── Dataset records ──

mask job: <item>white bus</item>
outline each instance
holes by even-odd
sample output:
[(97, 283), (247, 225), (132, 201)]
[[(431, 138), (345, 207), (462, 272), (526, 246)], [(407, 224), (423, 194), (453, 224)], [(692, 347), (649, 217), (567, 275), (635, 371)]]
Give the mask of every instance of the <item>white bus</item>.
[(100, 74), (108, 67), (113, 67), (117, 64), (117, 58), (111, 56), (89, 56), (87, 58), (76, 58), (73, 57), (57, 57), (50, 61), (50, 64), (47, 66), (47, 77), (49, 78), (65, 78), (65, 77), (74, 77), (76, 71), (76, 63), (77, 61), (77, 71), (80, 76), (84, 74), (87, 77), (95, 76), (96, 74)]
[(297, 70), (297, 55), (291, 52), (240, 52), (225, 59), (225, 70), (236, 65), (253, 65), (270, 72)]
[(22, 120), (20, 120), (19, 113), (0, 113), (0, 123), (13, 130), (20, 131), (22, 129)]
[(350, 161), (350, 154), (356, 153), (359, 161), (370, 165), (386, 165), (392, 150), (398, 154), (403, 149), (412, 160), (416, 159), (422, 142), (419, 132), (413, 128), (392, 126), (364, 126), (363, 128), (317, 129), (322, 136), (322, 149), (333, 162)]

───

The data should be copied out in full, exactly as it reads.

mask job: <item>white bus</item>
outline each instance
holes by even-odd
sample output:
[(97, 283), (247, 225), (132, 201)]
[[(431, 138), (345, 207), (462, 272), (526, 246)], [(407, 224), (423, 194), (453, 224)], [(692, 347), (649, 217), (567, 275), (635, 371)]]
Give the mask of every instance of the <item>white bus</item>.
[(100, 74), (108, 67), (113, 67), (117, 64), (117, 58), (111, 56), (89, 56), (87, 58), (76, 58), (73, 57), (57, 57), (50, 61), (50, 64), (47, 66), (47, 77), (49, 78), (65, 78), (65, 77), (74, 77), (76, 71), (76, 63), (77, 61), (77, 71), (80, 76), (84, 74), (87, 77), (95, 76), (96, 74)]
[(297, 70), (297, 55), (291, 52), (240, 52), (225, 59), (225, 70), (236, 65), (253, 65), (270, 72)]
[(22, 120), (20, 120), (19, 113), (0, 113), (0, 123), (13, 130), (20, 131), (22, 129)]
[(350, 161), (350, 154), (356, 153), (359, 161), (370, 165), (386, 165), (392, 150), (398, 154), (403, 149), (412, 160), (416, 159), (422, 142), (419, 132), (413, 128), (392, 126), (364, 126), (363, 128), (317, 129), (322, 136), (322, 149), (333, 162)]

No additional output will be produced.